Exercises to complete »
a) Rewrite the paragraph of the movie review that begins "Oh. What. Fun. (now streaming" as a shorter paragraph that keeps its main facts.
b) Carry the movie review on from its final sentence by writing the paragraph that would come next.

Supplied text »
........

Oh. What. Fun. (now streaming on Amazon Prime Video) is for all the put-upon moms out there who do all the work during Christmas. They bake cinnamon rolls, wrap presents, light candles, deck the halls, haul the decks, glaze the ham, arrange cookies just so in little tins, take out the trash, feed the ceremonial holiday chupacabra, lubricate the hydraulics on the cement mixer – whatever the tradition calls for, they do it. They all live in gigantic houses and look like Michelle Pfeiffer, too, with her hair in a loose side braid and a $229 Williams Sonoma apron around her waist. But this particular Xmas-movie mom has had enough of being underappreciated, and that’s why there’s a record-scratch FZWOOP sound about 80 seconds in. (You’ve been warned.) So: is Oh. What Fun. any actual fun? Well. About that. 

The Gist: Claire Clauster (Pfeiffer) has an ax to grind, and we can almost hear blade hitting stone as she narrates about how every Christmas movie is about men, men, men. In reality, it’s the women who are “the true heroes of the holidays,” she says. They do all the work while everyone else sips cocoa on the couch and steps on all the best lines in Christmas Vacation. I’d feel a little more sympathetic for Claire if she didn’t come right out and admit that she starts planning for Christmas on Jan. 1, which is rather OTT, right? But hahaha, this movie isn’t necessarily about how it might be OK if she’d just elect to do one or two less things every Christmas. I mean, maybe she’s doing some of this to herself, which is what the movie is sorta accidentally about sometimes? I mean, it’s not a big deal if the fam dropped the chupacabra ceremony from the Xmas tradition agenda – it’s always so long, drawn-out and messy, what with all the blood, you know? – so Mom can put her feet up for a stretch. She always insists on polishing the extra-fancy tridents first, and badger livers are so expensive now, what with the tariffs. Maybe we should just skip it this year. I’m sure Jesus won’t mind.

........

[Collected data entries]
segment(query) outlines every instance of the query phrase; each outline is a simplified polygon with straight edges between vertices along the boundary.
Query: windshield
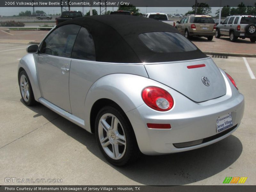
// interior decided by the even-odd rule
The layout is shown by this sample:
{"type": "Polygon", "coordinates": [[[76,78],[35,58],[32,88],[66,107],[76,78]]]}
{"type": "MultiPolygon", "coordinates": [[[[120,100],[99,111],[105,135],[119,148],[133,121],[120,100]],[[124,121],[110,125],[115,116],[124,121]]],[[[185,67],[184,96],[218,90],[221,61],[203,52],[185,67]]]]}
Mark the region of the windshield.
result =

........

Numbered answers »
a) Oh. What. Fun., streaming on Amazon Prime Video, is made for overworked moms who handle all the Christmas work, from baking cinnamon rolls and wrapping presents to glazing the ham and taking out the trash. These movie moms live in gigantic houses and look like Michelle Pfeiffer, with a loose side braid and a $229 Williams Sonoma apron. This movie's mom is tired of being underappreciated, which is why a record-scratch sound comes about 80 seconds in. Whether the movie is actually fun is left in doubt.

b)
Wait, are we still talking about the FZWOOP movie? Yes of course! Claire is an empty-nester alongside hubby Nick (Denis Leary). While she does All The Things, he sits in the garage, putting together a dollhouse that seems to require an engineering degree he clearly doesn’t possess. It’s a gift for their twin grandkids, soon to visit with their mother, Channing (Felicity Jones), Claire and Nick’s oldest offspring, a.k.a. the responsible one, and her goofy hubby Doug (Jason Schwartzman). The middle kid is Taylor (Chloe Grace Moretz), who shows up every year with a different girlfriend, this time, Donna (Devery Jacobs), introduced as DJ Sweatpants, which is a Gen Z joke! Kids these days! They like bad music and wear sloppy clothes! Please laugh! The youngest is Sammy (Dominic Sessa, depressingly far from new holiday classic The Holdovers), a slacker-type fresh off a breakup with his girlfriend (Maude Apatow). Across the street lives Claire’s archrival in Xmas decor and celebration perfection, Jeanne (Joan Chen), whose daughter Lizzie (Havana Rose Liu) might have just thrown a lingering glance in Sammy’s general direction.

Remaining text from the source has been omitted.